**TASK PROMPT:** So that nothing is lost, transcribe each line of the records exactly.

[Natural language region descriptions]
==============================
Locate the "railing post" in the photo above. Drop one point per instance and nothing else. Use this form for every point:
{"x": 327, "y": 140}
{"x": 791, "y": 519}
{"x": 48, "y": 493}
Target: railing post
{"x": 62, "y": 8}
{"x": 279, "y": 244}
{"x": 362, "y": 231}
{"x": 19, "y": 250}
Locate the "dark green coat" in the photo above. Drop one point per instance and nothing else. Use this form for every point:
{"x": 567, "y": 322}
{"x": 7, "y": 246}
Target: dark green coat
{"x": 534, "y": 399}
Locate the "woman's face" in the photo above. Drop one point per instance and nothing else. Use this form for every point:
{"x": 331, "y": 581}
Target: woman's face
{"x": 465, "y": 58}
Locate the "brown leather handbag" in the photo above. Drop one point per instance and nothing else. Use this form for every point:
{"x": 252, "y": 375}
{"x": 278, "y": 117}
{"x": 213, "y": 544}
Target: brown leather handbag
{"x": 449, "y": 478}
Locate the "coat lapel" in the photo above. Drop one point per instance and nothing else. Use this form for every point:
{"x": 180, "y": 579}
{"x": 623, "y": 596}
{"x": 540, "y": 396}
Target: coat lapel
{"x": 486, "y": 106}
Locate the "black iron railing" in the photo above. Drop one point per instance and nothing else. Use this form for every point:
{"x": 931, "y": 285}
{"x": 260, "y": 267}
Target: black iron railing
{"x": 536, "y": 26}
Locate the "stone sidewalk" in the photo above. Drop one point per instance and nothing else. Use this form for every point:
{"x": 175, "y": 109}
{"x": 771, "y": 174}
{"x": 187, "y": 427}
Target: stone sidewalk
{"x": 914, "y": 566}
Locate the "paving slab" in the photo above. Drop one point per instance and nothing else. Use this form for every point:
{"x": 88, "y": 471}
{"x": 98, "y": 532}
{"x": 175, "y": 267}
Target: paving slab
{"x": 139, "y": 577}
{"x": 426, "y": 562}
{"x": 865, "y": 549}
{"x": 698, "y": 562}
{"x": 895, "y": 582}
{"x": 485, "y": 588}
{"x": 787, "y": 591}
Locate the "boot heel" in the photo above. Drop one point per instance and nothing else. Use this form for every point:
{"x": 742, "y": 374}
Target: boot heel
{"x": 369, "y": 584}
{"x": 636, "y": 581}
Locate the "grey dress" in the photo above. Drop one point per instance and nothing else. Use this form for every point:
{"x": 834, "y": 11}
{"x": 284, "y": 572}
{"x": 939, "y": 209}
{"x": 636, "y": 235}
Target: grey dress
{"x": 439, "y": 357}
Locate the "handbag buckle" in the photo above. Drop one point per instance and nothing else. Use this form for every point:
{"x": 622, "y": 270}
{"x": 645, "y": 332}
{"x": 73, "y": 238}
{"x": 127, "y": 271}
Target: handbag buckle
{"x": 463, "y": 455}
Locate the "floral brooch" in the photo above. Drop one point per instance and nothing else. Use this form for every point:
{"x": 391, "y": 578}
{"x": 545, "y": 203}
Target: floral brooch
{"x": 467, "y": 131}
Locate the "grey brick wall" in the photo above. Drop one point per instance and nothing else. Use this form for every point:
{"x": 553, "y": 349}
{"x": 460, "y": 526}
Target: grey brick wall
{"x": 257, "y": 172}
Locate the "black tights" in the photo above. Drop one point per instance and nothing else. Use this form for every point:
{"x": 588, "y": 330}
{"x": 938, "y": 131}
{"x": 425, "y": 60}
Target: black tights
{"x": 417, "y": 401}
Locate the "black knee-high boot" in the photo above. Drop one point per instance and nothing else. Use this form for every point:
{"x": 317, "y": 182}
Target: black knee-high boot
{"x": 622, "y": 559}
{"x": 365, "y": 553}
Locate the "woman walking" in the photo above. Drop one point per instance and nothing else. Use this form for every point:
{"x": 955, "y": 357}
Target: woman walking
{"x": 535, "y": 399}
==============================
**RESPONSE TO THE EXERCISE:**
Locate the "railing post" in the photo above. Drop one point per instance and nothing else. Use this form for every point:
{"x": 327, "y": 140}
{"x": 791, "y": 519}
{"x": 48, "y": 493}
Target: railing post
{"x": 62, "y": 8}
{"x": 279, "y": 244}
{"x": 362, "y": 231}
{"x": 19, "y": 250}
Locate the "dark green coat" in the photo above. Drop one point per instance and nothing else. Use this form for every point:
{"x": 567, "y": 322}
{"x": 7, "y": 246}
Target: dark green coat
{"x": 534, "y": 399}
Locate the "woman's face" in the photo above. Drop one point per instance and nothing else. Use this form for every point:
{"x": 331, "y": 581}
Target: woman's face
{"x": 465, "y": 58}
Locate the "brown leather handbag" in the photo above. Drop one point per instance and nothing else. Use this form for every point:
{"x": 252, "y": 375}
{"x": 278, "y": 117}
{"x": 213, "y": 544}
Target: brown leather handbag
{"x": 449, "y": 478}
Locate the "coat lapel" in the photo above. Drop one point per instance and nothing else. Use this form for every point:
{"x": 180, "y": 579}
{"x": 623, "y": 596}
{"x": 540, "y": 396}
Target: coat lapel
{"x": 486, "y": 106}
Locate the "black iron railing" in the photo above. Drop one point per instance and nothing else. Use this form for every point:
{"x": 931, "y": 285}
{"x": 260, "y": 267}
Target: black iron railing
{"x": 536, "y": 26}
Locate the "stone sidewalk" in the photo above. Drop one point per instance and nothing else. Use this form for every point:
{"x": 175, "y": 109}
{"x": 771, "y": 174}
{"x": 187, "y": 427}
Target: stone sidewalk
{"x": 914, "y": 566}
Locate the "paving slab" in the photo above. Drop one point per instance and nothing else. Use this form for every point:
{"x": 88, "y": 471}
{"x": 98, "y": 532}
{"x": 175, "y": 267}
Target: paving slab
{"x": 139, "y": 577}
{"x": 426, "y": 562}
{"x": 865, "y": 549}
{"x": 698, "y": 562}
{"x": 895, "y": 582}
{"x": 485, "y": 588}
{"x": 787, "y": 591}
Locate the "boot heel" in the photo above. Drop one point per instance and nothing else. Use this form for every point:
{"x": 742, "y": 374}
Target: boot heel
{"x": 369, "y": 584}
{"x": 636, "y": 581}
Locate the "grey dress" in the photo above. Drop one point per instance and nothing else. Use this form for every point:
{"x": 834, "y": 11}
{"x": 284, "y": 572}
{"x": 939, "y": 209}
{"x": 636, "y": 235}
Target: grey dress
{"x": 439, "y": 357}
Locate the "handbag buckle" in the photo above. Drop one point per instance and nothing else. Use this form for every point:
{"x": 622, "y": 270}
{"x": 645, "y": 332}
{"x": 73, "y": 238}
{"x": 127, "y": 271}
Target: handbag buckle
{"x": 463, "y": 455}
Locate the "floral brooch" in the photo above. Drop one point per instance and nothing else. Use this form for every point:
{"x": 391, "y": 578}
{"x": 545, "y": 203}
Target: floral brooch
{"x": 467, "y": 131}
Locate the "grey brick wall" in the photo above. Drop one point per instance and nothing else. Use this form for every point:
{"x": 553, "y": 349}
{"x": 460, "y": 526}
Target: grey brick wall
{"x": 257, "y": 172}
Locate the "black tights" in the photo above. Drop one point per instance and nothing else. Use this form for every point:
{"x": 588, "y": 330}
{"x": 938, "y": 131}
{"x": 425, "y": 60}
Target: black tights
{"x": 417, "y": 401}
Locate the "black knee-high boot" in the photo above. Drop one point per instance and nothing else. Use this form for every point:
{"x": 317, "y": 182}
Target: black knee-high boot
{"x": 622, "y": 559}
{"x": 365, "y": 553}
Locate the "woman walking" in the photo above. Drop one point per instance and nothing else. Use this form for every point:
{"x": 955, "y": 357}
Target: woman walking
{"x": 535, "y": 399}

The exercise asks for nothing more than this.